→ Records drawn from a dataset:
● ● ● ●
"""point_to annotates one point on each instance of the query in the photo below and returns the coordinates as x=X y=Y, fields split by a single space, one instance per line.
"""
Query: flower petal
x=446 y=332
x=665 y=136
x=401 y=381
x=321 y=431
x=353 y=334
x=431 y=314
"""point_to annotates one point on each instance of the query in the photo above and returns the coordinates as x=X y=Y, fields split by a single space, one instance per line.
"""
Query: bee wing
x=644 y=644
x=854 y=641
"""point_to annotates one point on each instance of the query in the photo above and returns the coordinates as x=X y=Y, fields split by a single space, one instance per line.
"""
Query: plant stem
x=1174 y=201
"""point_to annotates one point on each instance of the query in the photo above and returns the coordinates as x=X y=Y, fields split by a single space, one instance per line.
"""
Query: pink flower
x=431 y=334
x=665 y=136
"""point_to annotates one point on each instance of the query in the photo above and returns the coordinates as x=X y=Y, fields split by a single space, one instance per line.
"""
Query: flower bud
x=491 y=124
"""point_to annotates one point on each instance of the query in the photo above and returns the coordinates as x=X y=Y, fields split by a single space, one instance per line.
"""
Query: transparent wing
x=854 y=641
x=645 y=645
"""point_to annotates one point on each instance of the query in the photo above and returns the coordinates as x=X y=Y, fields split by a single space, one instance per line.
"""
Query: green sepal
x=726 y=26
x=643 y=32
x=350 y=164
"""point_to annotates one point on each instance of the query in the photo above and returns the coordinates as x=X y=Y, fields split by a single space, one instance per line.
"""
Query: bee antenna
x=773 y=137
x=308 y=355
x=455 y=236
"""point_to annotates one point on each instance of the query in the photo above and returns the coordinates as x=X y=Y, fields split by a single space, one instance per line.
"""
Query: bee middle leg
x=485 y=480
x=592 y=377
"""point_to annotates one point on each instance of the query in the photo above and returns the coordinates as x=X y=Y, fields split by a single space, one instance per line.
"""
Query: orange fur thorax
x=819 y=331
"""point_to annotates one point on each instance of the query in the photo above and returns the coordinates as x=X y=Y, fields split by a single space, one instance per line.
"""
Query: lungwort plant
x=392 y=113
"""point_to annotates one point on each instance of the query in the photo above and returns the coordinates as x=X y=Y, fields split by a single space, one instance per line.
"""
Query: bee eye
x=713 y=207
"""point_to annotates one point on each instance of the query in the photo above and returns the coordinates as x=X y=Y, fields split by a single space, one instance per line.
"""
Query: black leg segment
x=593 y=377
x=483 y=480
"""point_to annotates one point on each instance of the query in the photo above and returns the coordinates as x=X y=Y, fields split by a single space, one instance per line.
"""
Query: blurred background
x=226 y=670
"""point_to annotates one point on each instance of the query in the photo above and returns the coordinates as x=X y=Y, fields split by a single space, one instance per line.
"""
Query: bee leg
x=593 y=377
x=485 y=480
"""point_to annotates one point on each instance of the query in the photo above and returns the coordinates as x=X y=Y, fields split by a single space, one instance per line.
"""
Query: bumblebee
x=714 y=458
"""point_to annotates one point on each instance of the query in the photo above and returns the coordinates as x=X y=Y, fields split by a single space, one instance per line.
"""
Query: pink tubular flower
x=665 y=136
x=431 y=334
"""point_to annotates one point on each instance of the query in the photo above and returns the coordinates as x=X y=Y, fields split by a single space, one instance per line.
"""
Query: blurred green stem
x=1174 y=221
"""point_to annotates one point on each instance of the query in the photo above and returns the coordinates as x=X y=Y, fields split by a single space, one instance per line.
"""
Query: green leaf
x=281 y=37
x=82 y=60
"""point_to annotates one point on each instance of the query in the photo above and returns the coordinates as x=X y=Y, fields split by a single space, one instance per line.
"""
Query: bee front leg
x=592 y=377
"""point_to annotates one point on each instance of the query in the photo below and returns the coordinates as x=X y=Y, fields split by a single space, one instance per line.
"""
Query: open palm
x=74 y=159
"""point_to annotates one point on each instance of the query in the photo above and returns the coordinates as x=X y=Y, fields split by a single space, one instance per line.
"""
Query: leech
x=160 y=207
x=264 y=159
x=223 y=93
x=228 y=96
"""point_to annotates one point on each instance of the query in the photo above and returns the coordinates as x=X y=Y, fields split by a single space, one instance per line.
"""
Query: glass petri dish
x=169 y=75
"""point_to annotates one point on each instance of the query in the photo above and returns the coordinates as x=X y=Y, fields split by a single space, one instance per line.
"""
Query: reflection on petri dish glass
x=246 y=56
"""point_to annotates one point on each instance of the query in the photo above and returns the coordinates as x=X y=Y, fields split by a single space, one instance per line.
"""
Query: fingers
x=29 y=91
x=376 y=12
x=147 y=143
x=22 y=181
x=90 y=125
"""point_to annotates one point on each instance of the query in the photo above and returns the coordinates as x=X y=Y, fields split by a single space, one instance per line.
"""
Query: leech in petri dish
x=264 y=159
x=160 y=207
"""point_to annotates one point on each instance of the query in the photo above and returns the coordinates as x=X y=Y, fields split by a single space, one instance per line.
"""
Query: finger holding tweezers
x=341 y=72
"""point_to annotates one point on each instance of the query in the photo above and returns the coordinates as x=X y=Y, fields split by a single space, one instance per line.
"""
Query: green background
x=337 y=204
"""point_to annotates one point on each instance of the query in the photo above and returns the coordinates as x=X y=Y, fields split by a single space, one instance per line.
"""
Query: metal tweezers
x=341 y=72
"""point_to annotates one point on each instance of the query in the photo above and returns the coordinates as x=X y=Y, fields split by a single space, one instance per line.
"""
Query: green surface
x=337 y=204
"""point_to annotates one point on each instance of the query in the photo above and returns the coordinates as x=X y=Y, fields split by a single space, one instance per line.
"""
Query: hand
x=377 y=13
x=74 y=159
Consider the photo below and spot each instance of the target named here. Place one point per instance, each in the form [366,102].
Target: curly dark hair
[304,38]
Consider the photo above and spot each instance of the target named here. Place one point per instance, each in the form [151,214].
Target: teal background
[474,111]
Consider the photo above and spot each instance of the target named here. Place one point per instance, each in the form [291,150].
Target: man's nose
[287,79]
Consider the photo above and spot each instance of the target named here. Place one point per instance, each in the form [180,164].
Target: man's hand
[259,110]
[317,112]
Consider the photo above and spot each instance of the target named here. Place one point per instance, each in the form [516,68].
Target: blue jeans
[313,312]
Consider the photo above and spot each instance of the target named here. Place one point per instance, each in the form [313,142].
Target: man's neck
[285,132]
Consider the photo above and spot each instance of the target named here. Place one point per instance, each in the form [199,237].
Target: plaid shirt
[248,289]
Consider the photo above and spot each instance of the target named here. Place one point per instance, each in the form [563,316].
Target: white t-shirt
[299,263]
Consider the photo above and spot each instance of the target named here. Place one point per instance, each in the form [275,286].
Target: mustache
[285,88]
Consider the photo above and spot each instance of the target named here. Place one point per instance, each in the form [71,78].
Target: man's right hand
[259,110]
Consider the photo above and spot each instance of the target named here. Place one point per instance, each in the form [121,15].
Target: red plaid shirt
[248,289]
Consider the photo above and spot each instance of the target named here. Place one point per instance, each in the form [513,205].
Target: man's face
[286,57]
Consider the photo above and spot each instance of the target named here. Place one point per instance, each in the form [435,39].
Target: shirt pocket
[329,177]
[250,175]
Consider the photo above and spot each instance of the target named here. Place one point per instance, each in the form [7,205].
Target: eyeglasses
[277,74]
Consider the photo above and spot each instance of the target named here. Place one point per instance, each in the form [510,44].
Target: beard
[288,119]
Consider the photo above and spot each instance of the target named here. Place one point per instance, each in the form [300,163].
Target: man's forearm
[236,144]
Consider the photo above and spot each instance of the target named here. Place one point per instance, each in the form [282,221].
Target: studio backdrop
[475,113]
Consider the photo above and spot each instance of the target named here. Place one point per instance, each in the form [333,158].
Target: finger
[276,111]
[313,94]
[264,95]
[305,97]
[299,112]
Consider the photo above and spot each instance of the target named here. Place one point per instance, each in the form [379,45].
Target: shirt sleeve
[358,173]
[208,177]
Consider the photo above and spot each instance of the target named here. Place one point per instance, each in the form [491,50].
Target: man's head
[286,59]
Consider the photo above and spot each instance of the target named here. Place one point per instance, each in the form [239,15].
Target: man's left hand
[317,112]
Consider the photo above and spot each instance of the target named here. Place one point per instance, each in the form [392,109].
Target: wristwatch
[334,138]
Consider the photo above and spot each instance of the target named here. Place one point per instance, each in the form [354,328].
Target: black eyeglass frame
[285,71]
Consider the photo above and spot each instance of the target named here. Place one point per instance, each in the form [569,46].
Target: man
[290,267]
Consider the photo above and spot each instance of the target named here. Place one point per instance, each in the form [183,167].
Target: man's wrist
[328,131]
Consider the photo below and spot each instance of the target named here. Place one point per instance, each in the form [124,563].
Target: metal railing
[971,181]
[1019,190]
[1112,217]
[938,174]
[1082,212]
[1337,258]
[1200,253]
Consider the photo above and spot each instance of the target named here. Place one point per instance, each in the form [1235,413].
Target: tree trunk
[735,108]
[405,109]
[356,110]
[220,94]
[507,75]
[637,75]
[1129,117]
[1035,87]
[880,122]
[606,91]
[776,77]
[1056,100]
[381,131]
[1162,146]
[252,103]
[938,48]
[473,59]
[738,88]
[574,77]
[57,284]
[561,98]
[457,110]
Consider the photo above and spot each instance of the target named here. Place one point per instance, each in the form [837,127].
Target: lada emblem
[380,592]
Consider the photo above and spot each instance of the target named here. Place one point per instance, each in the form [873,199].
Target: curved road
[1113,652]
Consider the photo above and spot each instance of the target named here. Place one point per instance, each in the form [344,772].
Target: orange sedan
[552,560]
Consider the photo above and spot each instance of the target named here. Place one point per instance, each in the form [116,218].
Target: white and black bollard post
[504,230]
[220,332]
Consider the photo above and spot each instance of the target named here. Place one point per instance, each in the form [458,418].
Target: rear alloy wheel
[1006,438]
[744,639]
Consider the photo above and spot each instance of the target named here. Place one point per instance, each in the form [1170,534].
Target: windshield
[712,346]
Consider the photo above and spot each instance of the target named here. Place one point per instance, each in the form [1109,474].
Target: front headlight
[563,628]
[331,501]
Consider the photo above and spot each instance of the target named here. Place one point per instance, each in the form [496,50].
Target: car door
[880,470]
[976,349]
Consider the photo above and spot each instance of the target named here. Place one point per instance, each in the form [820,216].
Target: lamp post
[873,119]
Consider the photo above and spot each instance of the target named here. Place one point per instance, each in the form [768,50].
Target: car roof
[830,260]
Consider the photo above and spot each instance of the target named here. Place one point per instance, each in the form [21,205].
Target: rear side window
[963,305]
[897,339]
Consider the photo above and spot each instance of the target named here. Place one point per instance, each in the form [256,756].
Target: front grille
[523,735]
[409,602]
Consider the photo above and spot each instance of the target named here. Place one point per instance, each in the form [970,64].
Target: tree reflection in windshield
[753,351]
● ● ● ●
→ Your assignment: Line count for "below": determine it from the data and answer with the number by itself.

→ Exercise output: 4